__Requirement__
Starting with the opening line of the entries below, transcribe each line exactly up to and including the one that has "positive clicks: (189, 11)"; pictures are not copied.

———

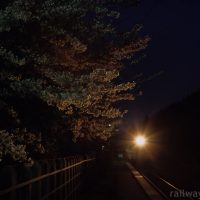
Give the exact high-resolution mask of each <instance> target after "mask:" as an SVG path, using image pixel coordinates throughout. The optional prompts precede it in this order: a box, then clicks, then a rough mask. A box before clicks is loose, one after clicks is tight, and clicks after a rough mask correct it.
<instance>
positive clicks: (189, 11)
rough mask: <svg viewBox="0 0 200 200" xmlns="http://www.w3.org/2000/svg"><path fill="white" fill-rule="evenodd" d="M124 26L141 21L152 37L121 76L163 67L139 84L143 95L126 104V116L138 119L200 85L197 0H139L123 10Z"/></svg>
mask: <svg viewBox="0 0 200 200" xmlns="http://www.w3.org/2000/svg"><path fill="white" fill-rule="evenodd" d="M121 20H122V21H123V22H125V23H123V25H121V26H122V27H123V28H129V27H131V26H132V24H134V23H140V24H143V26H144V27H143V30H142V34H148V35H149V36H150V37H151V38H152V40H151V43H150V46H149V47H148V48H147V49H146V54H147V57H146V58H145V59H144V60H143V61H142V62H141V63H140V64H139V65H138V66H136V67H134V68H128V69H127V70H126V71H125V75H124V78H125V79H126V80H129V79H131V78H132V77H133V76H134V74H135V73H136V72H138V73H139V72H142V73H144V75H148V74H153V73H155V72H159V71H164V74H162V75H161V76H160V77H157V78H155V79H154V80H152V81H148V82H146V83H144V84H143V85H142V90H143V92H144V94H143V96H141V97H138V98H137V99H136V100H135V102H131V103H130V104H128V107H129V108H128V109H129V114H128V115H127V118H128V119H129V120H132V119H136V120H137V119H141V118H142V117H144V116H145V115H147V114H152V113H154V112H156V111H158V110H159V109H161V108H163V107H165V106H167V105H169V104H171V103H172V102H175V101H178V100H180V99H182V98H183V97H185V96H187V95H189V94H191V93H192V92H194V91H196V90H197V89H198V88H200V77H199V75H200V68H199V67H200V1H199V0H173V1H170V0H142V3H141V4H140V5H139V7H138V8H134V9H133V8H131V9H126V10H124V11H123V12H122V15H121Z"/></svg>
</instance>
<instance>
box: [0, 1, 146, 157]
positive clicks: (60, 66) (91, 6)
mask: <svg viewBox="0 0 200 200" xmlns="http://www.w3.org/2000/svg"><path fill="white" fill-rule="evenodd" d="M131 2H132V3H131ZM135 3H137V1H130V2H129V1H123V0H121V1H117V2H116V3H106V2H104V1H102V2H101V1H91V0H87V1H86V0H46V1H38V0H32V1H30V0H9V1H6V2H4V3H3V4H2V5H1V6H0V38H1V39H0V63H1V67H0V104H1V105H0V109H1V110H3V111H5V112H4V115H3V114H2V115H3V117H4V118H5V116H7V118H6V122H7V121H9V120H10V121H12V122H10V124H9V123H8V124H9V125H8V124H7V126H6V125H5V124H4V125H2V127H0V128H1V129H2V131H1V135H0V137H2V138H3V135H5V134H6V135H8V137H9V138H10V140H11V141H12V143H13V145H15V147H17V146H18V147H19V145H24V146H23V148H24V149H29V146H30V144H31V143H30V142H29V143H28V142H27V141H26V140H21V141H18V140H14V139H13V138H12V137H11V136H12V135H13V134H14V135H15V137H16V138H19V137H20V138H21V137H22V136H23V138H24V137H25V135H27V134H28V133H30V135H35V136H34V137H35V138H37V141H39V142H40V143H42V144H43V146H45V145H46V148H45V149H48V147H47V146H48V145H47V143H48V142H45V141H46V140H48V138H50V137H51V136H50V134H49V135H48V136H47V133H43V132H45V131H44V129H42V128H41V127H40V125H38V127H37V128H35V127H31V125H30V126H28V125H27V123H26V122H27V121H30V123H31V122H32V121H33V116H35V115H34V113H37V112H39V113H42V114H40V116H41V115H43V118H42V117H41V119H40V120H39V122H40V124H43V125H41V126H52V129H53V130H54V132H55V133H54V136H52V137H53V138H54V139H56V137H57V135H59V132H60V130H61V129H62V132H63V133H65V132H66V133H69V132H70V133H71V134H72V135H73V137H72V138H73V141H76V140H78V139H87V140H96V139H100V140H107V139H108V138H109V137H111V135H112V134H113V132H114V130H115V129H116V128H117V126H118V125H119V122H120V119H121V118H122V117H123V116H124V114H125V113H126V112H127V111H126V110H121V109H119V108H118V107H117V104H116V103H117V102H119V101H124V100H133V99H134V96H133V95H132V94H131V92H130V91H131V90H132V89H134V87H135V82H125V83H124V82H123V83H119V82H117V81H115V80H116V79H117V78H118V77H119V76H120V71H121V70H122V69H123V68H124V67H125V65H124V63H125V61H131V60H133V59H134V56H135V55H136V53H138V52H140V51H141V50H143V49H145V48H146V47H147V45H148V42H149V37H147V36H146V37H140V36H139V34H138V33H139V31H140V29H141V26H140V25H135V26H134V27H133V28H132V30H130V31H127V32H120V31H118V30H117V29H116V27H115V26H114V25H113V24H114V23H113V22H115V21H117V20H118V19H119V17H120V12H119V10H120V9H119V7H122V6H127V5H128V6H131V5H132V4H135ZM33 101H34V102H37V103H36V104H34V103H33ZM38 102H39V103H38ZM38 104H39V105H38ZM19 105H21V107H20V106H19ZM32 106H33V107H34V109H32V110H31V113H28V114H26V115H25V114H24V113H26V109H27V110H28V108H30V107H32ZM22 107H23V109H24V110H23V109H22ZM20 109H21V110H20ZM22 110H23V111H22ZM46 110H48V112H46ZM23 112H24V113H23ZM5 113H6V114H5ZM47 113H48V114H47ZM23 115H24V116H23ZM49 115H50V116H51V115H52V116H54V117H52V119H53V120H52V121H53V122H54V124H52V123H49V124H48V123H46V122H47V120H46V118H48V117H49ZM52 121H51V122H52ZM58 121H59V122H58ZM61 121H62V125H59V126H62V128H60V129H56V128H55V127H56V126H57V127H58V124H59V123H60V124H61ZM30 123H29V124H30ZM53 126H54V127H53ZM16 130H17V131H16ZM24 130H26V131H24ZM33 132H34V133H33ZM8 137H7V138H8ZM26 137H27V136H26ZM62 137H63V136H62ZM35 140H36V139H35ZM35 140H33V141H35ZM49 140H50V139H49ZM32 143H34V145H36V146H37V147H39V149H40V152H41V151H42V152H43V151H44V150H43V146H42V145H41V144H40V145H38V142H32ZM6 148H7V147H6V146H5V145H4V142H2V143H0V158H1V157H3V156H5V155H6V154H11V155H13V153H9V152H11V151H7V149H6ZM23 148H22V149H23ZM36 149H37V150H38V148H36ZM41 149H42V150H41ZM28 154H30V152H28ZM18 159H19V160H22V159H21V158H18Z"/></svg>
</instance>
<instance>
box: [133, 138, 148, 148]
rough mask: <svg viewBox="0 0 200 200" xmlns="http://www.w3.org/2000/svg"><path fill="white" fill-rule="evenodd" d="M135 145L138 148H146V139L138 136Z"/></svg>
mask: <svg viewBox="0 0 200 200" xmlns="http://www.w3.org/2000/svg"><path fill="white" fill-rule="evenodd" d="M135 143H136V145H138V146H144V145H145V143H146V139H145V138H144V137H143V136H137V137H136V139H135Z"/></svg>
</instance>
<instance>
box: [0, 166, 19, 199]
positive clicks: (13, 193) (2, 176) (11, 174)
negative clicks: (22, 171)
mask: <svg viewBox="0 0 200 200" xmlns="http://www.w3.org/2000/svg"><path fill="white" fill-rule="evenodd" d="M16 184H17V173H16V170H15V168H14V167H12V166H6V167H4V168H2V169H1V172H0V190H4V189H6V188H9V187H12V186H14V185H16ZM16 197H17V195H16V191H15V190H13V191H12V192H10V193H8V194H5V195H0V200H7V199H9V200H15V199H16Z"/></svg>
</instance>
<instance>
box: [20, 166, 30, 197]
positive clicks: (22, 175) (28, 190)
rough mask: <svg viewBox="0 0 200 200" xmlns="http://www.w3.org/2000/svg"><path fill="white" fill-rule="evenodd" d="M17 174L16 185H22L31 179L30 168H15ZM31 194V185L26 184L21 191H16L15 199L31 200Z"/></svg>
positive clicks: (21, 167)
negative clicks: (25, 181) (17, 196)
mask: <svg viewBox="0 0 200 200" xmlns="http://www.w3.org/2000/svg"><path fill="white" fill-rule="evenodd" d="M17 173H18V183H22V182H24V181H27V180H30V179H31V169H30V167H26V166H21V165H20V166H19V167H18V168H17ZM31 193H32V184H28V185H27V186H24V187H22V188H21V189H19V190H17V196H18V197H17V198H18V199H26V200H31Z"/></svg>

———

__Reply__
Give the exact high-resolution mask of each <instance> target after "mask:" as an SVG path, using image pixel coordinates throughout. The optional prompts precede it in this order: a box, then clicks, then a rough mask. A box before clicks is loose, one after clicks is tight, and clicks after a rough mask correct it.
<instance>
positive clicks: (189, 11)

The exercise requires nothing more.